-- begin --

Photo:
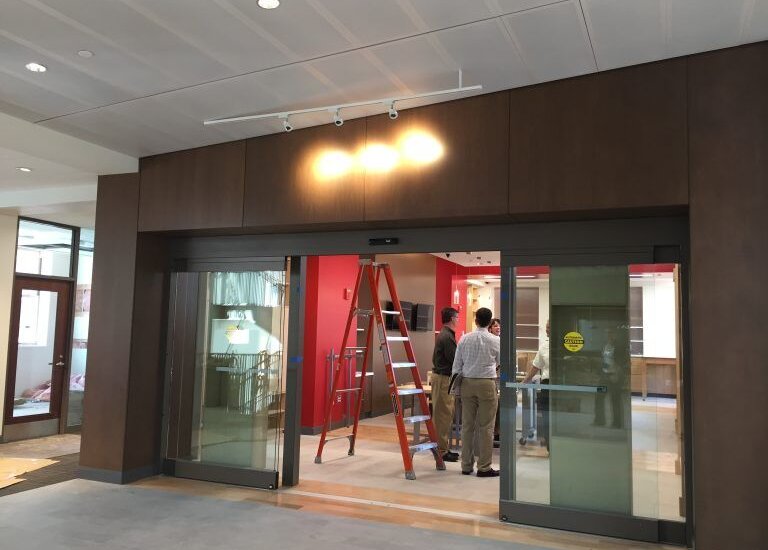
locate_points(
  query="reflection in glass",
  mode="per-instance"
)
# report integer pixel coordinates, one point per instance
(43, 249)
(34, 362)
(239, 386)
(617, 450)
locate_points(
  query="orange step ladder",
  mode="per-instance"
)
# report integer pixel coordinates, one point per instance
(372, 271)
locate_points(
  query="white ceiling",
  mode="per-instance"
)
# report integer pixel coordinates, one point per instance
(162, 66)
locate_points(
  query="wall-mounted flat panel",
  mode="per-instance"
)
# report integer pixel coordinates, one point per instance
(193, 189)
(612, 140)
(729, 201)
(441, 161)
(306, 176)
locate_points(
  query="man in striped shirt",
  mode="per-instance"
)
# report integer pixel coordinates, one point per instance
(477, 356)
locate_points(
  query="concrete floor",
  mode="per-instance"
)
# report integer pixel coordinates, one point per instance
(83, 515)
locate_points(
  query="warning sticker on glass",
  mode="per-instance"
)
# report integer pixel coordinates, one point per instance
(573, 341)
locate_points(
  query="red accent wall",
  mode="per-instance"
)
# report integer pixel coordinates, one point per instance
(325, 318)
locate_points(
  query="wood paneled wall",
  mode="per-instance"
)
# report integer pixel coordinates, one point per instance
(729, 252)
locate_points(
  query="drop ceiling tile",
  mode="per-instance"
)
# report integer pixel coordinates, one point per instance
(625, 32)
(553, 41)
(134, 33)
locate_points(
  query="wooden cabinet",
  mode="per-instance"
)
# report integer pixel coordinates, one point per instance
(305, 177)
(469, 180)
(194, 189)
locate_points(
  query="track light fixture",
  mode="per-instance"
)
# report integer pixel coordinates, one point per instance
(392, 111)
(388, 103)
(286, 123)
(337, 120)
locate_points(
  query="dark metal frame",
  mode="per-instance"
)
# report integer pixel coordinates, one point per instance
(644, 240)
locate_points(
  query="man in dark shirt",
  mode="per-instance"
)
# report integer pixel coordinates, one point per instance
(442, 401)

-- end --

Pick out each line of the rows above that contains the string "shirt", with case counting.

**RESULT OF THE EXERCISE**
  query="man in striped shirt",
  query="man in dark shirt",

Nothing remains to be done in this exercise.